_УСЛОВИЕ ЗАДАЧИ 1_
Замените «tree trunk» на «tree branch» в записях на участке от строки, содержащей «Tag each instance of the bench», до конца записей включительно. Приведите этот участок целиком, больше ничего в нем не меняя.

Читаем Русская Литература XIX века. Курс лекций для бакалавриата теологии. Том 2 полностью

В этих условиях умные студенты оказывались своего рода спасителями и защитниками слабых. Чернышевский вспоминал: «В семинарском преподавании осталось много средневековых обычаев, к числу их принадлежат диспуты ученика с учителем. Кончив объяснение урока, учитель говорит: “Кто имеет сделать возражение?” Ученик, желающий отличиться, – отличиться не столько перед учителем, сколько перед товарищами, – встаёт и говорит: “Я имею возражение”. Начинается диспут; кончается он часто ругательствами возразившему от учителя; иногда возразивший посылается и на колени; но зато он приобретает между товарищами славу гения. Надобно сказать, что каждый курс в семинарии имеет человек пять “гениев”, перед которыми совершенно преклоняются товарищи…» Более того, в каждом классе существовал ещё и духовный, интеллектуальный вождь – тот, кто «умнее всех». Чернышевский легко стал таким вождём.

По воспоминаниям его однокашников, «Николай Гаврилович приходил в класс раньше нарочито, чем было то нужно, и с товарищами занимался переводом. Подойдёт группа человек 5–10, он переведёт трудные места и объяснит; только что отойдёт эта – подходит другая, там третья и т. д. И не было случая, чтобы Чернышевский выразил, хоть бы полусловом, своё неудовольствие».

Петербургский университет

Так с ранних лет укрепилось в Чернышевском чувство умственной исключительности, а вслед за ним и вера в силу человеческого разума, преобразующего окружающий мир. Не закончив семинарии, проучившись в ней неполных четыре года из шести, он оставил её с твёрдым намерением продолжить образование в университете. Почему Чернышевский отказался от блестящей духовной карьеры, которая открывалась перед ним? В разговоре с приятелем перед отъездом в Петербург молодой человек сказал: «Славы я желал бы». Вероятно, его незаурядные умственные способности не находили удовлетворения; уровень семинарской учёности он перерос, занимаясь самообразованием.

_ИСХОДНЫЕ ДАННЫЕ_

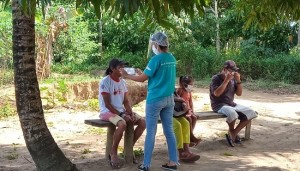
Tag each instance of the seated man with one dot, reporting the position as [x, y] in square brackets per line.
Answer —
[223, 87]
[115, 108]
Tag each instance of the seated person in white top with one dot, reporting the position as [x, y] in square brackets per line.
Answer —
[115, 108]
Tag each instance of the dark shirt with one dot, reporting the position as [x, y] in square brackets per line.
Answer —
[226, 98]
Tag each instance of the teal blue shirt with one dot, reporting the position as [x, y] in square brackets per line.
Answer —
[161, 72]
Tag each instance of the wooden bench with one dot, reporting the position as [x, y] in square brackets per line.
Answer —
[128, 137]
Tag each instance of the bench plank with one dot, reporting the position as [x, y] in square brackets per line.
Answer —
[128, 137]
[208, 115]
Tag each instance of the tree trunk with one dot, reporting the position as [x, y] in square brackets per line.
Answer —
[217, 28]
[39, 141]
[298, 44]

_УСЛОВИЕ ЗАДАЧИ 2_
Допишите следующую часть отрывка о юности Чернышевского, начав сразу после его последнего предложения.

_ОТВЕТ 1_
Tag each instance of the bench plank with one dot, reporting the position as [x, y] in square brackets per line.
Answer —
[128, 137]
[208, 115]
Tag each instance of the tree branch with one dot, reporting the position as [x, y] in square brackets per line.
Answer —
[217, 28]
[39, 141]
[298, 44]

_ОТВЕТ 2_
Не исключено, что к получению светского образования Чернышевского подтолкнул отец, только что переживший незаслуженную опалу со стороны духовного начальства. Положение духовного сословия в тогдашней России было далеко не блестящим. Начиная с синодальной реформы Петра I, Церковь попала в зависимость от государства, от чиновников, от светских властей. Университетское же образование давало при определённых умственных способностях перспективу перехода из духовенства в привилегированное дворянское сословие. Отец помнил о своей молодости и хотел видеть в сыне осуществление своих несбывшихся надежд. Так или иначе, но в мае 1846 года юноша в сопровождении любимой матушки отправился «на долгих» в далёкую столицу держать экзамены в университет.

Недоучившийся семинарист 2 августа 1846 года вступил в дерзкое соперничество с дворянскими сынками, выпускниками пансионов и гимназий, и одержал блестящую победу. 14 августа он зачислен на историко-филологическое отделение философского факультета.

На первом курсе Чернышевский много занимается, читает Лермонтова, Гоголя, Шиллера, начинает вести дневник. Его увлекают идеи нравственного самосовершенствования, настольной книгой по-прежнему является Библия. Чернышевский сочувственно относится к «Выбранным местам из переписки с друзьями» Гоголя и осуждает неприятие этой книги Белинским.

Вспыхнувшая в феврале 1848 года во Франции революция существенно изменяет круг интересов студента-второкурсника. Его увлекают философские и политические вопросы. В дневнике появляются характерные записи: «Не уничтожения собственности и семейства хотят социалисты, а того, чтобы эти блага, теперь привилегия нескольких, расширились на всех!»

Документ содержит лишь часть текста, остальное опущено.